TASK STATEMENT >> Could you give every record again, exactly as it reads?
========
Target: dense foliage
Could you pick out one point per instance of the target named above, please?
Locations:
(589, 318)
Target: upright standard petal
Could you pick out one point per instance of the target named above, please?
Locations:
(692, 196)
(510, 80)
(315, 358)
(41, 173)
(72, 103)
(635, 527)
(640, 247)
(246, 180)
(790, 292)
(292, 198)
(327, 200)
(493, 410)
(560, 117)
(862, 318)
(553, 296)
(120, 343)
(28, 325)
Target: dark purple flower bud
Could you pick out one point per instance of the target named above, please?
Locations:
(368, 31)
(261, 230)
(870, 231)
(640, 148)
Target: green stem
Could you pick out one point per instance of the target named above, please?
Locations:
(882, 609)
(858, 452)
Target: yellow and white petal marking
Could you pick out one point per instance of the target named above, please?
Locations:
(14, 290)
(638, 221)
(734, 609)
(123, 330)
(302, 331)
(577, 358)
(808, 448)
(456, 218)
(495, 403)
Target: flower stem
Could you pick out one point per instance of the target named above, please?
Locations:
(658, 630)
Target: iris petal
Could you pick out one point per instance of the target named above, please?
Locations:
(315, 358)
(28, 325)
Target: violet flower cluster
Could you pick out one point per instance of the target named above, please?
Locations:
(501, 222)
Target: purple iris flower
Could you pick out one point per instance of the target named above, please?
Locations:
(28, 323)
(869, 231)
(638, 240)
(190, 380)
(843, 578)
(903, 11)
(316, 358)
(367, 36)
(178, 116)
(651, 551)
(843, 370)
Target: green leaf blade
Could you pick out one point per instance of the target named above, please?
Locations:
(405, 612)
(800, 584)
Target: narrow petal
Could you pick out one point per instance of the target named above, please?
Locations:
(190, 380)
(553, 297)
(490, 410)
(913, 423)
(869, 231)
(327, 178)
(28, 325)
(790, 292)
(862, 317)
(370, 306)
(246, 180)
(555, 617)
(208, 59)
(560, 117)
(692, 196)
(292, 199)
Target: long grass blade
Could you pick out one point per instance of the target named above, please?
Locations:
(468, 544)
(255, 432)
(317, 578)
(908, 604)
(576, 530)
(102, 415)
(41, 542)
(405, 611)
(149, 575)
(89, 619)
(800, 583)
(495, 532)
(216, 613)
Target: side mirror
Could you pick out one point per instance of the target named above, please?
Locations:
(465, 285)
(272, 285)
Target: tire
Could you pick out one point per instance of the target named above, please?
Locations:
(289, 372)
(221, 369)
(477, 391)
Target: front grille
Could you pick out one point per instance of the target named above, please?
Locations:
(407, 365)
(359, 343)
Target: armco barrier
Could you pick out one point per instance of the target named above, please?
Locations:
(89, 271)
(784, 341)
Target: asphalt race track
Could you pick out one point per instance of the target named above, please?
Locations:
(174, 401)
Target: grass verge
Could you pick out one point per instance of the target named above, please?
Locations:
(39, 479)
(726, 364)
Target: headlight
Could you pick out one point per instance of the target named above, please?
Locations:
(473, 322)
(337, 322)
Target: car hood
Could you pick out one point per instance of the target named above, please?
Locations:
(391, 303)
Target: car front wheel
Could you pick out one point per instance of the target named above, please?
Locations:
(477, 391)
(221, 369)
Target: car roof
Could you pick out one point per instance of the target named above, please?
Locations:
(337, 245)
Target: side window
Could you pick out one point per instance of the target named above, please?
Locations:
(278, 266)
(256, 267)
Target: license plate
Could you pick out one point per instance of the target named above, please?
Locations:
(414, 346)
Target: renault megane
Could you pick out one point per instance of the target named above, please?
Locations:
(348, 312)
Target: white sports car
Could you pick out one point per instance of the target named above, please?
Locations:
========
EXERCISE RESPONSE >>
Target: dense foliage
Could you pick out one point per instance of the target named above, please?
Locations:
(589, 318)
Target: upright standard petal
Could you pick out one point per instance of the target named above, please?
Locations:
(692, 196)
(510, 80)
(315, 358)
(41, 173)
(72, 103)
(635, 527)
(640, 247)
(246, 180)
(790, 292)
(292, 198)
(327, 200)
(493, 410)
(560, 117)
(862, 318)
(553, 296)
(120, 343)
(28, 325)
Target: dark purple flower bud
Could you pick out one point per instance of the target named above, please?
Locations:
(368, 31)
(261, 230)
(870, 231)
(640, 148)
Target: green stem
Could you pick out one point per instance of the target named above, please?
Locations:
(882, 609)
(858, 452)
Target: yellow and white petal marking
Could you pick out one point per instance of the target named above, please?
Locations:
(14, 290)
(638, 221)
(734, 609)
(123, 330)
(302, 331)
(577, 358)
(808, 448)
(456, 218)
(495, 403)
Target: flower stem
Could you pick out one point per instance of the target named above, please?
Locations:
(658, 630)
Target: iris petal
Could you pick out one point per instance of the target named above, please?
Locations:
(315, 358)
(28, 325)
Target: violet flower cluster
Could you pick out one point per instance of the target named above, please?
Locations:
(501, 222)
Target: purple iris flower
Could you pick out one point per instance of the target named above, please?
Locations:
(28, 323)
(869, 231)
(638, 240)
(190, 380)
(843, 578)
(903, 11)
(316, 358)
(367, 36)
(178, 116)
(651, 551)
(843, 370)
Target: green leaf blade
Could you pick out one point per instance of the target named above, please?
Locations:
(405, 612)
(800, 584)
Target: narrow petal
Could you pick out one point per instance of the target named above, please?
Locations:
(190, 380)
(553, 297)
(490, 410)
(913, 423)
(869, 231)
(327, 178)
(28, 325)
(790, 292)
(862, 317)
(370, 306)
(246, 180)
(555, 617)
(208, 59)
(560, 117)
(692, 196)
(292, 199)
Target: long grass blade
Could you pick out one point per instance of the target named above, please?
Locations:
(468, 544)
(255, 432)
(317, 578)
(908, 604)
(576, 530)
(102, 415)
(41, 542)
(405, 611)
(149, 575)
(89, 619)
(800, 583)
(495, 532)
(216, 613)
Target: side mirror
Could you pick out one point per instance of the target named above, please?
Locations:
(465, 285)
(272, 285)
Target: tire
Could you pick out one point per instance of the target named above, please?
Locations:
(289, 372)
(221, 369)
(477, 391)
Target: front grille
Could you pick out one point per instance of the target named above, please?
Locations:
(407, 365)
(359, 343)
Target: armco barrier
Could you pick out one point per instance of the target named above, please?
Locations:
(89, 271)
(784, 341)
Target: asphalt race track
Could you pick out one point per instance of the target named above, please?
Locations:
(174, 401)
Target: grass verge
Could you pick out one point per instance of the target named above, please?
Locations:
(39, 479)
(726, 364)
Target: headlight
Could you pick out one point per instance of the target named above, please?
Locations:
(473, 322)
(337, 322)
Target: car hood
Could you pick out one point per instance of the target named above, please?
Locations:
(391, 303)
Target: car front wheel
Could you pick out one point per instance of the target named above, please?
Locations:
(477, 391)
(221, 369)
Target: car roof
Could you pick out one point per instance of the target named above, please?
Locations:
(337, 245)
Target: side window
Could you pick out one point per instance of the target named above, please?
Locations:
(278, 266)
(256, 267)
Target: license plate
Could you pick out one point per instance of the target named above, please?
Locations:
(414, 346)
Target: renault megane
Could you pick out one point per instance of the target named above, please?
Locations:
(348, 312)
Target: white sports car
Could you pick out one point per instance of the target named above, please?
Locations:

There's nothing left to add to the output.